- What you are asked to do -
Write each entry out again exactly, with nothing omitted.

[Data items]
########################################

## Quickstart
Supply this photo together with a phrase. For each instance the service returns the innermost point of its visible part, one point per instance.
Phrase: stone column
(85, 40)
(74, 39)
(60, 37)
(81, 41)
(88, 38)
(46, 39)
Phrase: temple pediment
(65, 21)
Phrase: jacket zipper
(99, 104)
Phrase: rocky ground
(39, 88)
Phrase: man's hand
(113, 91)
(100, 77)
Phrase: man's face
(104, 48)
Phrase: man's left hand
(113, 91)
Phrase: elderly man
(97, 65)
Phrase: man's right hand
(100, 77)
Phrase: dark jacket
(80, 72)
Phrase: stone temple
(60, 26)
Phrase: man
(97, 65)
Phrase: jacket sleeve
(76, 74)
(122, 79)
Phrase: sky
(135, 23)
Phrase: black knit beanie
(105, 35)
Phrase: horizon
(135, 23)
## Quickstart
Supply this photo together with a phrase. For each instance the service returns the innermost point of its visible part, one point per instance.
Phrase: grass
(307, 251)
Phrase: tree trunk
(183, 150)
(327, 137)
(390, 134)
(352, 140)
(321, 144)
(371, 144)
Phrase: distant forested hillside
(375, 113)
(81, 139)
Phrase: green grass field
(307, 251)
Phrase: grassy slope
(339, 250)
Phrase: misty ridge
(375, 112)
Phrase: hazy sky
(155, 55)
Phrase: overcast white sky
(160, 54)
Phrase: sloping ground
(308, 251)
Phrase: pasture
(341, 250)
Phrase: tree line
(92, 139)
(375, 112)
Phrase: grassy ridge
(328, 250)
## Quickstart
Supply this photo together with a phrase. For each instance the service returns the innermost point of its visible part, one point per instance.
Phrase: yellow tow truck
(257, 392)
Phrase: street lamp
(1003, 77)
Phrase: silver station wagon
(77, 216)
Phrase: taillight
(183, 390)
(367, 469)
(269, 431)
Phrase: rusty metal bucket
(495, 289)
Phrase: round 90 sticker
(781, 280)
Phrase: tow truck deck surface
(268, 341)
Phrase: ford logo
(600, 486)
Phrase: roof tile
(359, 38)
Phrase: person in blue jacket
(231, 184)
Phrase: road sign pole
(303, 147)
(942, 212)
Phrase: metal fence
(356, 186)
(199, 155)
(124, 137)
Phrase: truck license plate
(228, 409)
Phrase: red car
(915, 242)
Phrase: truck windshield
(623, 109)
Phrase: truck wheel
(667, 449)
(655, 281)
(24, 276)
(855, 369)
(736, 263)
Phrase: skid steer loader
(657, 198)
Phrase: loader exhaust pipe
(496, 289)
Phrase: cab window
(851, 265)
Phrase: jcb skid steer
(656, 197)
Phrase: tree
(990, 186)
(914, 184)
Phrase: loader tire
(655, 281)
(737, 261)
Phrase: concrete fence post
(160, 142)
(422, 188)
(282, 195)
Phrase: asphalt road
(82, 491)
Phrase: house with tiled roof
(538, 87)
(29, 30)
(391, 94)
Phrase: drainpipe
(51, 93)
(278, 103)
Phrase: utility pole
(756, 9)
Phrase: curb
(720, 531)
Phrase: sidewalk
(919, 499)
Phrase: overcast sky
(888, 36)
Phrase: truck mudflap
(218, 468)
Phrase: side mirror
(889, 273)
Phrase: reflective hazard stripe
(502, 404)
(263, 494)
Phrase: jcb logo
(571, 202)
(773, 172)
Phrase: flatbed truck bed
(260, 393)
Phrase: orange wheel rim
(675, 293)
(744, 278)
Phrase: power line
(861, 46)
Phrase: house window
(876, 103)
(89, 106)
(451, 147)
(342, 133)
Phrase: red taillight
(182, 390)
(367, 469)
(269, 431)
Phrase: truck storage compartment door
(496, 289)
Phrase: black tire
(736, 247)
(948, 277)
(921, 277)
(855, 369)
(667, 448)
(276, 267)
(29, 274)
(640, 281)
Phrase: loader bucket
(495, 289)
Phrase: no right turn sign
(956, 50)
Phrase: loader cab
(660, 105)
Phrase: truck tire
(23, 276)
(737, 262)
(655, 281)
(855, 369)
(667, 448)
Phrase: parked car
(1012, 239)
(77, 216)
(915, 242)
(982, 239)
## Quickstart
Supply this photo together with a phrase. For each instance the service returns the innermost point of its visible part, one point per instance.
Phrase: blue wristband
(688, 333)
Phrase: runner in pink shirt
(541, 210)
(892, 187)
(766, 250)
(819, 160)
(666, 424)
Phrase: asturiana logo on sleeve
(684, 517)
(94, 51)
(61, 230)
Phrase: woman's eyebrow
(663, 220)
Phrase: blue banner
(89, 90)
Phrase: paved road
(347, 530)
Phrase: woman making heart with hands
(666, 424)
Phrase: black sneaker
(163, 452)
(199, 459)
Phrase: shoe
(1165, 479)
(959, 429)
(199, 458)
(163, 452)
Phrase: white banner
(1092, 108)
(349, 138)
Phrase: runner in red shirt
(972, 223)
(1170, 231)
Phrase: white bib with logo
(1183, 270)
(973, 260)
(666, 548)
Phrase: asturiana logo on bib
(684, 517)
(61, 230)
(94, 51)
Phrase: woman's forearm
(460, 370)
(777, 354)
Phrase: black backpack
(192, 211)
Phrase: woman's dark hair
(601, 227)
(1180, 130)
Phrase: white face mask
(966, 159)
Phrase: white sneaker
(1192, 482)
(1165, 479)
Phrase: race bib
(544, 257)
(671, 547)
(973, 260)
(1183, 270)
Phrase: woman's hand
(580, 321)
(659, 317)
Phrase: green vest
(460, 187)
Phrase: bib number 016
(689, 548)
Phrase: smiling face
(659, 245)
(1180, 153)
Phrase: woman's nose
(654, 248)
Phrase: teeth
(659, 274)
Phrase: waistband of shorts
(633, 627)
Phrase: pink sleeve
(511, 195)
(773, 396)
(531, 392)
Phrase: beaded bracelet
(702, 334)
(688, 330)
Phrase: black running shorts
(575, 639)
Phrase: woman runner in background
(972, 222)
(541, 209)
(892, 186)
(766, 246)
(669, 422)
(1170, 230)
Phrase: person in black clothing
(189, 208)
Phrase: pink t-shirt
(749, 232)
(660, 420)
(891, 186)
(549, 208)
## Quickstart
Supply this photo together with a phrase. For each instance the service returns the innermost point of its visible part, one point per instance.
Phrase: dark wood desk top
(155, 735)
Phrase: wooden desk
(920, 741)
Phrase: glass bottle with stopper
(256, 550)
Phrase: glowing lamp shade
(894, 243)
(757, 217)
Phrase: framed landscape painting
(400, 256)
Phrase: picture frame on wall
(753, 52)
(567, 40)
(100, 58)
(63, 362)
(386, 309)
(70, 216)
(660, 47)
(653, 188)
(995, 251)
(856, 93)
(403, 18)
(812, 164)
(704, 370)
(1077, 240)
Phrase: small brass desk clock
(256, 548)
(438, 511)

########################################

- Answer -
## Quickstart
Supply this photo together with a phrase. For each instance the service returns the innermost point of its visible part, one point per instance.
Phrase: stone column
(85, 40)
(74, 39)
(60, 37)
(81, 41)
(88, 38)
(46, 39)
Phrase: temple pediment
(65, 21)
Phrase: jacket zipper
(99, 104)
Phrase: rocky ground
(39, 88)
Phrase: man's hand
(113, 91)
(100, 77)
Phrase: man's face
(104, 48)
Phrase: man's left hand
(113, 91)
Phrase: elderly man
(97, 65)
Phrase: man's right hand
(100, 77)
Phrase: dark jacket
(80, 72)
Phrase: stone temple
(60, 26)
Phrase: man
(97, 65)
Phrase: jacket sleeve
(76, 74)
(122, 79)
Phrase: sky
(135, 23)
Phrase: black knit beanie
(105, 35)
Phrase: horizon
(135, 23)
## Quickstart
Supply this photo together with a phrase. For each instance the service returns the innermost point of its visible part, one point per instance.
Phrase: grass
(307, 251)
Phrase: tree trunk
(183, 150)
(327, 137)
(390, 134)
(352, 140)
(321, 144)
(371, 144)
Phrase: distant forested hillside
(375, 113)
(81, 139)
Phrase: green grass field
(307, 251)
Phrase: grassy slope
(339, 250)
Phrase: misty ridge
(375, 112)
Phrase: hazy sky
(155, 55)
Phrase: overcast white sky
(160, 54)
Phrase: sloping ground
(308, 251)
Phrase: pasture
(341, 250)
Phrase: tree line
(92, 139)
(375, 112)
Phrase: grassy ridge
(328, 250)
## Quickstart
Supply this photo together with a phrase. For each instance the service returns the innermost point of its visible part, one point per instance.
Phrase: yellow tow truck
(257, 392)
Phrase: street lamp
(1003, 77)
Phrase: silver station wagon
(77, 216)
Phrase: taillight
(183, 390)
(367, 469)
(269, 431)
Phrase: rusty metal bucket
(495, 289)
Phrase: round 90 sticker
(781, 280)
Phrase: tow truck deck surface
(268, 341)
Phrase: ford logo
(600, 486)
Phrase: roof tile
(359, 38)
Phrase: person in blue jacket
(231, 184)
Phrase: road sign pole
(303, 147)
(942, 212)
Phrase: metal fence
(356, 186)
(199, 155)
(124, 137)
Phrase: truck license plate
(228, 409)
Phrase: red car
(915, 242)
Phrase: truck windshield
(623, 109)
Phrase: truck wheel
(667, 449)
(655, 281)
(24, 276)
(855, 369)
(736, 263)
Phrase: skid steer loader
(657, 198)
Phrase: loader exhaust pipe
(496, 289)
Phrase: cab window
(851, 265)
Phrase: jcb skid steer
(656, 197)
Phrase: tree
(990, 186)
(914, 184)
Phrase: loader tire
(655, 281)
(737, 261)
Phrase: concrete fence post
(160, 142)
(422, 188)
(282, 195)
Phrase: asphalt road
(82, 491)
Phrase: house with tiled roof
(538, 87)
(29, 30)
(391, 94)
Phrase: drainpipe
(51, 93)
(278, 103)
Phrase: utility pole
(756, 9)
Phrase: curb
(720, 531)
Phrase: sidewalk
(919, 499)
Phrase: overcast sky
(888, 36)
Phrase: truck mudflap
(218, 468)
Phrase: side mirror
(889, 273)
Phrase: reflective hazard stripe
(502, 404)
(263, 494)
Phrase: jcb logo
(571, 202)
(773, 172)
Phrase: flatbed truck bed
(260, 393)
Phrase: orange wheel rim
(675, 293)
(744, 278)
Phrase: power line
(861, 46)
Phrase: house window
(876, 103)
(89, 106)
(451, 147)
(342, 133)
Phrase: red taillight
(182, 390)
(367, 469)
(269, 431)
Phrase: truck storage compartment door
(496, 289)
Phrase: black tire
(736, 247)
(948, 277)
(921, 277)
(855, 369)
(667, 448)
(276, 267)
(29, 274)
(640, 281)
Phrase: loader bucket
(495, 289)
Phrase: no right turn sign
(956, 50)
Phrase: loader cab
(660, 105)
Phrase: truck tire
(23, 276)
(737, 262)
(655, 281)
(855, 369)
(667, 448)
Phrase: parked car
(1012, 239)
(77, 216)
(915, 242)
(982, 239)
## Quickstart
Supply this photo together with a phrase. For each instance the service returns the innermost point of its visible part, one point per instance.
Phrase: blue wristband
(688, 333)
Phrase: runner in pink shirt
(541, 210)
(892, 187)
(766, 250)
(819, 160)
(666, 424)
Phrase: asturiana logo on sleeve
(684, 517)
(94, 51)
(61, 230)
Phrase: woman's eyebrow
(663, 220)
Phrase: blue banner
(89, 90)
Phrase: paved road
(347, 530)
Phrase: woman making heart with hands
(666, 424)
Phrase: black sneaker
(163, 452)
(199, 459)
Phrase: shoe
(1165, 479)
(959, 429)
(199, 458)
(163, 452)
Phrase: white banner
(1092, 108)
(349, 138)
Phrase: runner in red shirt
(972, 223)
(1170, 231)
Phrase: white bib with logo
(1183, 270)
(973, 260)
(666, 548)
Phrase: asturiana logo on bib
(684, 517)
(61, 230)
(94, 51)
Phrase: woman's forearm
(460, 370)
(777, 354)
Phrase: black backpack
(192, 211)
Phrase: woman's dark hair
(601, 227)
(1180, 130)
Phrase: white face mask
(966, 159)
Phrase: white sneaker
(1192, 482)
(1165, 479)
Phrase: race bib
(544, 257)
(671, 547)
(973, 260)
(1183, 270)
Phrase: woman's hand
(580, 321)
(659, 317)
Phrase: green vest
(460, 187)
Phrase: bib number 016
(689, 548)
Phrase: smiling face
(659, 245)
(1180, 153)
Phrase: woman's nose
(654, 248)
Phrase: teeth
(659, 274)
Phrase: waistband of shorts
(633, 627)
Phrase: pink sleeve
(511, 195)
(773, 396)
(531, 392)
Phrase: beaded bracelet
(702, 334)
(688, 330)
Phrase: black running shorts
(575, 639)
Phrase: woman runner in background
(972, 222)
(541, 209)
(892, 186)
(766, 246)
(669, 422)
(1170, 230)
Phrase: person in black clothing
(189, 208)
Phrase: pink t-shirt
(749, 232)
(660, 420)
(891, 186)
(549, 208)
## Quickstart
Supply this photo together with a phrase. For each instance the service returns the innermost point of its visible part, one point per instance.
Phrase: dark wood desk top
(155, 735)
Phrase: wooden desk
(920, 741)
Phrase: glass bottle with stopper
(256, 550)
Phrase: glowing lamp shade
(894, 243)
(757, 217)
Phrase: framed landscape painting
(400, 256)
Phrase: picture frame on wall
(753, 52)
(567, 40)
(100, 58)
(63, 362)
(386, 309)
(70, 216)
(660, 47)
(653, 188)
(995, 251)
(856, 93)
(403, 18)
(812, 164)
(704, 370)
(1077, 240)
Phrase: small brass desk clock
(256, 548)
(438, 511)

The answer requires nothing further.